::: Source records

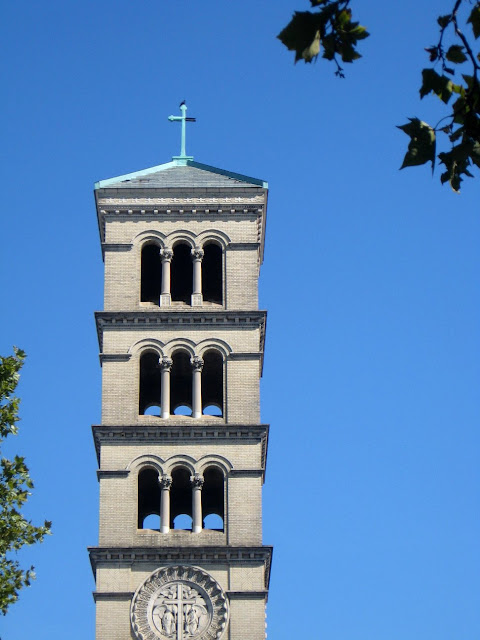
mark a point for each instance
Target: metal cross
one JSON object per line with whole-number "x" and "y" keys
{"x": 183, "y": 119}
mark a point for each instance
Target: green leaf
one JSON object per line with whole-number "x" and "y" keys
{"x": 456, "y": 161}
{"x": 475, "y": 153}
{"x": 455, "y": 54}
{"x": 15, "y": 483}
{"x": 422, "y": 146}
{"x": 301, "y": 32}
{"x": 432, "y": 82}
{"x": 474, "y": 20}
{"x": 444, "y": 21}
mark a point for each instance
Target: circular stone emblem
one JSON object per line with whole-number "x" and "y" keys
{"x": 179, "y": 603}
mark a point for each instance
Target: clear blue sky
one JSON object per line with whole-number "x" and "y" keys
{"x": 372, "y": 491}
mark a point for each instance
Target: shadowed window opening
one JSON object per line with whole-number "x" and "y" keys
{"x": 151, "y": 280}
{"x": 148, "y": 499}
{"x": 152, "y": 522}
{"x": 212, "y": 273}
{"x": 181, "y": 499}
{"x": 182, "y": 274}
{"x": 181, "y": 384}
{"x": 213, "y": 508}
{"x": 183, "y": 521}
{"x": 150, "y": 383}
{"x": 153, "y": 410}
{"x": 212, "y": 383}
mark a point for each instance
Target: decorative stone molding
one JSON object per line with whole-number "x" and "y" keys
{"x": 197, "y": 363}
{"x": 179, "y": 603}
{"x": 166, "y": 254}
{"x": 197, "y": 481}
{"x": 107, "y": 320}
{"x": 206, "y": 555}
{"x": 197, "y": 253}
{"x": 182, "y": 201}
{"x": 115, "y": 434}
{"x": 165, "y": 481}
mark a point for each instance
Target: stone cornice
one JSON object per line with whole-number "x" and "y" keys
{"x": 121, "y": 596}
{"x": 176, "y": 204}
{"x": 202, "y": 556}
{"x": 115, "y": 473}
{"x": 115, "y": 434}
{"x": 194, "y": 316}
{"x": 112, "y": 595}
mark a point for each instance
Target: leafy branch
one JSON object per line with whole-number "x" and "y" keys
{"x": 330, "y": 30}
{"x": 15, "y": 487}
{"x": 462, "y": 125}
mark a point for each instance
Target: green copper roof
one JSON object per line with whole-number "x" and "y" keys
{"x": 181, "y": 172}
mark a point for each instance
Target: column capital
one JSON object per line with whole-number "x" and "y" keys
{"x": 197, "y": 253}
{"x": 165, "y": 363}
{"x": 197, "y": 363}
{"x": 165, "y": 481}
{"x": 166, "y": 254}
{"x": 197, "y": 481}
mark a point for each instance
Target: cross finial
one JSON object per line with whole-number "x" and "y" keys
{"x": 183, "y": 119}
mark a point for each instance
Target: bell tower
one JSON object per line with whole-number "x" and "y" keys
{"x": 181, "y": 449}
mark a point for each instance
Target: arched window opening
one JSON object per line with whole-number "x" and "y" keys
{"x": 213, "y": 500}
{"x": 182, "y": 274}
{"x": 181, "y": 384}
{"x": 150, "y": 384}
{"x": 181, "y": 500}
{"x": 153, "y": 410}
{"x": 212, "y": 274}
{"x": 212, "y": 383}
{"x": 212, "y": 410}
{"x": 148, "y": 499}
{"x": 151, "y": 278}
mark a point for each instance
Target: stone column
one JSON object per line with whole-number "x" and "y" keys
{"x": 165, "y": 483}
{"x": 197, "y": 296}
{"x": 197, "y": 484}
{"x": 165, "y": 295}
{"x": 165, "y": 367}
{"x": 197, "y": 365}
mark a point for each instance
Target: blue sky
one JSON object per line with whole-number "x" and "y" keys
{"x": 372, "y": 365}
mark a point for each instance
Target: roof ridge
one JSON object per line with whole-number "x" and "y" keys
{"x": 138, "y": 175}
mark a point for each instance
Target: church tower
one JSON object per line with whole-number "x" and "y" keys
{"x": 181, "y": 449}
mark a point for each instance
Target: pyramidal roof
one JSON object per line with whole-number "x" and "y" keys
{"x": 181, "y": 173}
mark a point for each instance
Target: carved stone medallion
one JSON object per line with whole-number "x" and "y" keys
{"x": 179, "y": 603}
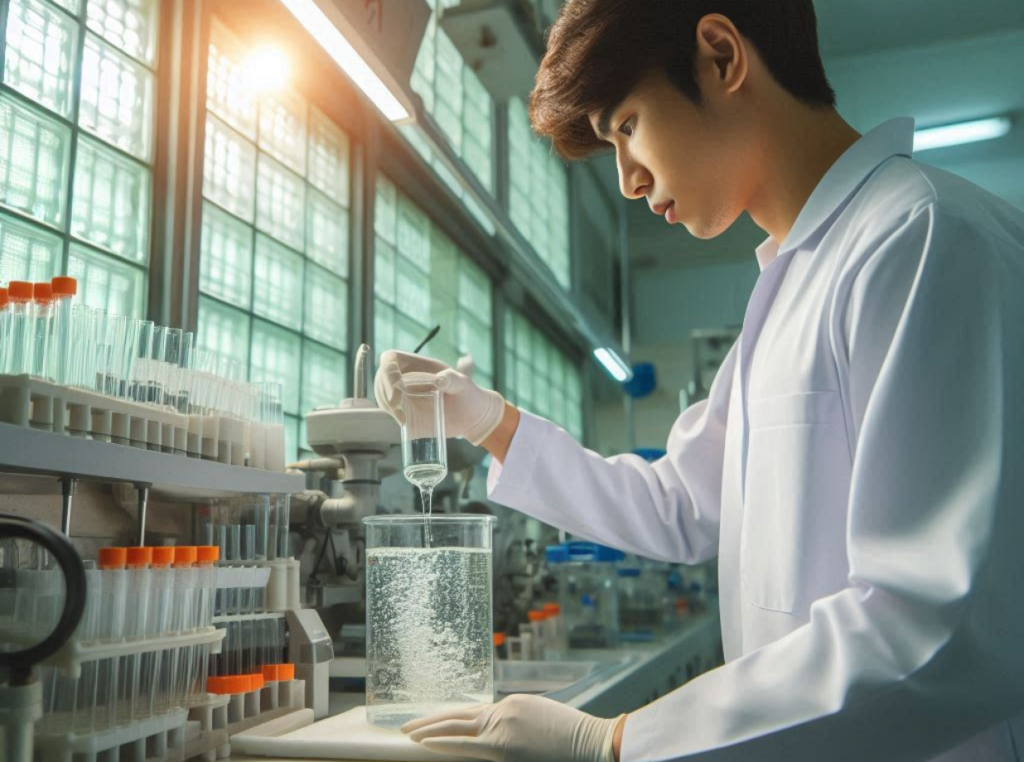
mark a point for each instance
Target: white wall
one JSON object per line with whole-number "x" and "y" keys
{"x": 668, "y": 305}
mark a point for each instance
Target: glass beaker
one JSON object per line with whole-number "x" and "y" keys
{"x": 424, "y": 454}
{"x": 428, "y": 616}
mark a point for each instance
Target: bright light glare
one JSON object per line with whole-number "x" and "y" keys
{"x": 957, "y": 134}
{"x": 331, "y": 39}
{"x": 613, "y": 365}
{"x": 266, "y": 70}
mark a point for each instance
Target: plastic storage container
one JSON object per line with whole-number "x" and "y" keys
{"x": 640, "y": 603}
{"x": 429, "y": 621}
{"x": 588, "y": 589}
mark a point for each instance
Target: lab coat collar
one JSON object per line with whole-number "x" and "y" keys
{"x": 846, "y": 175}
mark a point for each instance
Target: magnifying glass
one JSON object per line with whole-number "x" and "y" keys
{"x": 42, "y": 595}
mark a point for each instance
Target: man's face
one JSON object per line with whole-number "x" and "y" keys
{"x": 694, "y": 164}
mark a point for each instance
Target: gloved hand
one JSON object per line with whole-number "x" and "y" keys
{"x": 469, "y": 411}
{"x": 520, "y": 728}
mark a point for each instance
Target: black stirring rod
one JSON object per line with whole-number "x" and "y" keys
{"x": 433, "y": 332}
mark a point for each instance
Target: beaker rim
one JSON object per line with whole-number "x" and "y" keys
{"x": 436, "y": 518}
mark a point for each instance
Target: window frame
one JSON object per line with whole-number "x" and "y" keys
{"x": 158, "y": 69}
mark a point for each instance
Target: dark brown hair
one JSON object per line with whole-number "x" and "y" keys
{"x": 598, "y": 50}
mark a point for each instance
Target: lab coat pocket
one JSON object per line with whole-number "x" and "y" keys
{"x": 798, "y": 476}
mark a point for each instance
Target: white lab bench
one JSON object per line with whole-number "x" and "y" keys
{"x": 648, "y": 671}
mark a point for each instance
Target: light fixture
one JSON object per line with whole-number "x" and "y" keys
{"x": 613, "y": 365}
{"x": 963, "y": 132}
{"x": 266, "y": 70}
{"x": 353, "y": 65}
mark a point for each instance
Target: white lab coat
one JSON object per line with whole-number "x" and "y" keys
{"x": 871, "y": 561}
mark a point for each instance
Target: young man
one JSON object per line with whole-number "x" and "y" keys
{"x": 856, "y": 468}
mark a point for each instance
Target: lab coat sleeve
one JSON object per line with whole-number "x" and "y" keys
{"x": 923, "y": 649}
{"x": 668, "y": 510}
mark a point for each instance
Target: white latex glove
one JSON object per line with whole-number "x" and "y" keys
{"x": 521, "y": 728}
{"x": 469, "y": 411}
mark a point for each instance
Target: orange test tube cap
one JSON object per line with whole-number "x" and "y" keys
{"x": 208, "y": 553}
{"x": 19, "y": 291}
{"x": 113, "y": 557}
{"x": 139, "y": 556}
{"x": 65, "y": 286}
{"x": 42, "y": 292}
{"x": 163, "y": 555}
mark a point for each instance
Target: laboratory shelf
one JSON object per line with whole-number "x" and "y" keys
{"x": 30, "y": 451}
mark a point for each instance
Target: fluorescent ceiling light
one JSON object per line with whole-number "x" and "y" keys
{"x": 965, "y": 132}
{"x": 331, "y": 39}
{"x": 613, "y": 365}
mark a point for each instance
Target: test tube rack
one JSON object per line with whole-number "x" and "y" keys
{"x": 161, "y": 736}
{"x": 33, "y": 403}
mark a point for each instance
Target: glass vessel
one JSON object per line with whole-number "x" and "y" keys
{"x": 428, "y": 616}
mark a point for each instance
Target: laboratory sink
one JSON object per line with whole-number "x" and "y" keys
{"x": 559, "y": 680}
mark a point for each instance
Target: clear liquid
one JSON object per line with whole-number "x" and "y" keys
{"x": 426, "y": 476}
{"x": 428, "y": 632}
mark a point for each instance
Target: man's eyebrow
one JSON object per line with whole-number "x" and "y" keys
{"x": 604, "y": 122}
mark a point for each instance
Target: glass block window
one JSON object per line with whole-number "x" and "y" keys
{"x": 273, "y": 258}
{"x": 94, "y": 212}
{"x": 457, "y": 99}
{"x": 539, "y": 377}
{"x": 30, "y": 253}
{"x": 539, "y": 194}
{"x": 422, "y": 280}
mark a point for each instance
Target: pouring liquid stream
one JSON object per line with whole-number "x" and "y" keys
{"x": 426, "y": 472}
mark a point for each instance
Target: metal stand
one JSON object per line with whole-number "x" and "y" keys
{"x": 143, "y": 499}
{"x": 68, "y": 484}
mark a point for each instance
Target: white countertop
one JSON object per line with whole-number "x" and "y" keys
{"x": 639, "y": 658}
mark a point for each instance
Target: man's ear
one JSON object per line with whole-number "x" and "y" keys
{"x": 722, "y": 49}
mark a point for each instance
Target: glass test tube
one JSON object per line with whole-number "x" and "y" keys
{"x": 155, "y": 695}
{"x": 184, "y": 589}
{"x": 19, "y": 330}
{"x": 88, "y": 632}
{"x": 42, "y": 298}
{"x": 207, "y": 557}
{"x": 4, "y": 323}
{"x": 113, "y": 564}
{"x": 65, "y": 290}
{"x": 136, "y": 609}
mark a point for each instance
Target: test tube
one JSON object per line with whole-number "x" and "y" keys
{"x": 185, "y": 574}
{"x": 142, "y": 344}
{"x": 282, "y": 525}
{"x": 65, "y": 290}
{"x": 136, "y": 612}
{"x": 42, "y": 316}
{"x": 155, "y": 691}
{"x": 113, "y": 564}
{"x": 538, "y": 629}
{"x": 88, "y": 632}
{"x": 4, "y": 328}
{"x": 19, "y": 306}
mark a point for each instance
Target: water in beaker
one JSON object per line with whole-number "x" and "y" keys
{"x": 428, "y": 616}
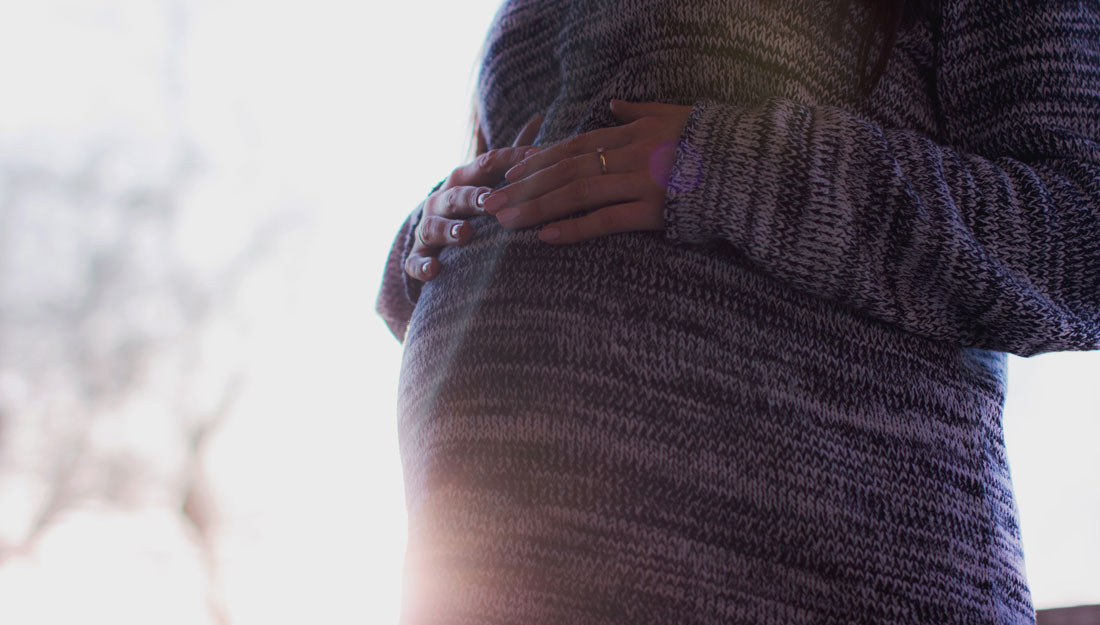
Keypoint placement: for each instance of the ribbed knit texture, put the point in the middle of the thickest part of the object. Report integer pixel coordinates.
(785, 407)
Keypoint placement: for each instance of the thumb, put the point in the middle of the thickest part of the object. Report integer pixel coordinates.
(630, 111)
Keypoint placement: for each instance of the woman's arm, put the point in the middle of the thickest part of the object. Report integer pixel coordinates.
(992, 241)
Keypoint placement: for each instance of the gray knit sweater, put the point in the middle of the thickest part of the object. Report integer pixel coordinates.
(785, 407)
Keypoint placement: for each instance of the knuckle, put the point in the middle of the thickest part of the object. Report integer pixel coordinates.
(427, 229)
(574, 144)
(607, 219)
(579, 189)
(567, 167)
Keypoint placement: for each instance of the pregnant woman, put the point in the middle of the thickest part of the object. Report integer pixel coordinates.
(732, 347)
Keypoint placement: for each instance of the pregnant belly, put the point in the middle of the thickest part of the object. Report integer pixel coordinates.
(626, 429)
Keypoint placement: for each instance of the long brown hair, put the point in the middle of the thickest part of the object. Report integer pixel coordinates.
(890, 17)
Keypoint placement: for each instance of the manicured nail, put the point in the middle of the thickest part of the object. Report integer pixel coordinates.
(508, 215)
(515, 171)
(495, 199)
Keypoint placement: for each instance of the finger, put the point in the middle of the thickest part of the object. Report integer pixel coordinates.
(458, 201)
(421, 266)
(633, 111)
(440, 231)
(583, 194)
(606, 138)
(529, 131)
(631, 217)
(562, 174)
(486, 168)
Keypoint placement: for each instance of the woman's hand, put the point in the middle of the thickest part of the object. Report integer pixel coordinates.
(442, 221)
(625, 189)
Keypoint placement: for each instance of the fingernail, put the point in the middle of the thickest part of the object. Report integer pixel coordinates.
(515, 171)
(495, 199)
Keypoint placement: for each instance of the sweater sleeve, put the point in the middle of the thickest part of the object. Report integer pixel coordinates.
(990, 239)
(398, 293)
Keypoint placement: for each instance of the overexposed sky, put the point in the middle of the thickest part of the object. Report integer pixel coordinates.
(331, 120)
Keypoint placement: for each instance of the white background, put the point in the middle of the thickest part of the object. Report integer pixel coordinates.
(196, 201)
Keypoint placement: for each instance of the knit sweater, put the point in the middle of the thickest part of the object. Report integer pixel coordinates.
(785, 407)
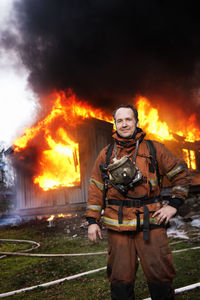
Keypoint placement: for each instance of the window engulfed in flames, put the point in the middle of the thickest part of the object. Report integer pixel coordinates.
(59, 164)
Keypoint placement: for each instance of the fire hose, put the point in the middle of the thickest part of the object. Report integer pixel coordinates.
(36, 245)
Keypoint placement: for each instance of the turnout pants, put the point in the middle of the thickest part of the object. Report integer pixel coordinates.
(124, 248)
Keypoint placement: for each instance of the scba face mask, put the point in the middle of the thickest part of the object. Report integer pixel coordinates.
(124, 172)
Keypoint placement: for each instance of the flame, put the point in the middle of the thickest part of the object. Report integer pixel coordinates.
(189, 157)
(151, 123)
(64, 216)
(59, 164)
(149, 119)
(51, 218)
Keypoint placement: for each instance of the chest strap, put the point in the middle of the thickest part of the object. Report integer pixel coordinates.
(136, 203)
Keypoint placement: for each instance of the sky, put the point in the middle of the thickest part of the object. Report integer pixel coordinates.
(18, 103)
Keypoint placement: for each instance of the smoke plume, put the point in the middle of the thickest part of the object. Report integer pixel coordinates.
(109, 51)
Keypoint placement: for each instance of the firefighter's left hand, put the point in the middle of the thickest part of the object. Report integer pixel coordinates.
(164, 214)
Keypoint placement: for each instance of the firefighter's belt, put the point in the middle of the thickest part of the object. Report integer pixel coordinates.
(136, 203)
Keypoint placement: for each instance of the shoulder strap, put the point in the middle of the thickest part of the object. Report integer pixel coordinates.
(109, 153)
(154, 164)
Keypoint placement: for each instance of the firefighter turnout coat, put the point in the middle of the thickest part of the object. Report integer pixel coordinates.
(132, 216)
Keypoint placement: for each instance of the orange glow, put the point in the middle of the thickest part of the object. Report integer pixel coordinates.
(62, 160)
(58, 165)
(64, 216)
(189, 157)
(51, 218)
(150, 121)
(54, 137)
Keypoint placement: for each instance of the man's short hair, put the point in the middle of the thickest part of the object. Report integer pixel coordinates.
(135, 112)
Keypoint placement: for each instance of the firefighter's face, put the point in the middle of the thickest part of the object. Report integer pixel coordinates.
(125, 122)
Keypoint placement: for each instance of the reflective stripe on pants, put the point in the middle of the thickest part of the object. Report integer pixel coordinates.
(124, 248)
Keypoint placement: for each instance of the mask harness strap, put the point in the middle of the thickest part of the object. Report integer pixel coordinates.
(120, 211)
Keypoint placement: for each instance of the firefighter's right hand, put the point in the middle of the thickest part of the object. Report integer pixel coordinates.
(93, 232)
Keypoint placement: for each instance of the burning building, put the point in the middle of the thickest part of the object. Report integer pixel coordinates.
(54, 158)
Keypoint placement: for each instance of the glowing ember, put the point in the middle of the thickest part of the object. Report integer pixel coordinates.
(64, 216)
(62, 160)
(58, 164)
(189, 157)
(151, 123)
(149, 119)
(51, 218)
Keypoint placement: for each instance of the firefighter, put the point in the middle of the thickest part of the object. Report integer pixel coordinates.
(125, 184)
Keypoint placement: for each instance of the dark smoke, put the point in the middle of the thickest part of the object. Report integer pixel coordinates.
(109, 51)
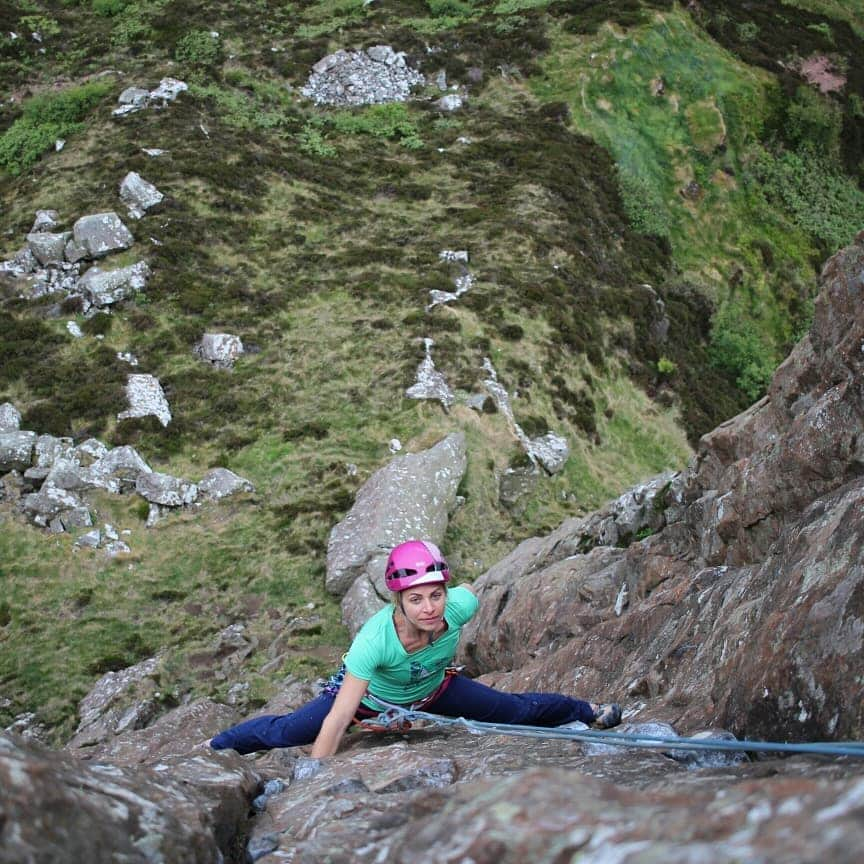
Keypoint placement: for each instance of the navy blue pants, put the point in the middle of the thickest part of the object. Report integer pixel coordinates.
(461, 698)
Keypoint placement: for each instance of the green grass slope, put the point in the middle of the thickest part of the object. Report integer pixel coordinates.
(314, 235)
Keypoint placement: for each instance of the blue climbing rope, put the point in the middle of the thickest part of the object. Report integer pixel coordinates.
(395, 718)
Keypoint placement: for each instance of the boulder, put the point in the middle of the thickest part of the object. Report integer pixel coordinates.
(167, 91)
(101, 710)
(122, 464)
(48, 248)
(90, 540)
(68, 474)
(105, 287)
(10, 418)
(16, 450)
(138, 194)
(165, 490)
(430, 383)
(135, 96)
(449, 103)
(374, 76)
(45, 221)
(89, 451)
(740, 610)
(551, 451)
(100, 234)
(220, 483)
(220, 349)
(46, 452)
(173, 735)
(146, 398)
(410, 497)
(48, 503)
(187, 812)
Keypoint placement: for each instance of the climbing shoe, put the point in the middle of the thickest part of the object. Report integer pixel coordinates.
(607, 716)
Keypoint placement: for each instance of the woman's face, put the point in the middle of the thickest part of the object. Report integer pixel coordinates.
(424, 605)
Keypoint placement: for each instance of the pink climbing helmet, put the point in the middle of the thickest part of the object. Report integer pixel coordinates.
(415, 562)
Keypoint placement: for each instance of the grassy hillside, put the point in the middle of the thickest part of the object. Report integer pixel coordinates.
(314, 234)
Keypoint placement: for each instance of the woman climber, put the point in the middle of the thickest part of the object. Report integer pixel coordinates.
(400, 658)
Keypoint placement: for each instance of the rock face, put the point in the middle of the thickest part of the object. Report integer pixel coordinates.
(369, 77)
(455, 797)
(54, 808)
(138, 194)
(146, 398)
(134, 99)
(106, 287)
(411, 497)
(430, 383)
(100, 234)
(50, 476)
(220, 349)
(743, 609)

::::::

Look through the data above. Copy every line with the string "tube" in it.

→ Response to the task
Target: orange test tube cap
Target: test tube rack
Target: glass test tube
Target: test tube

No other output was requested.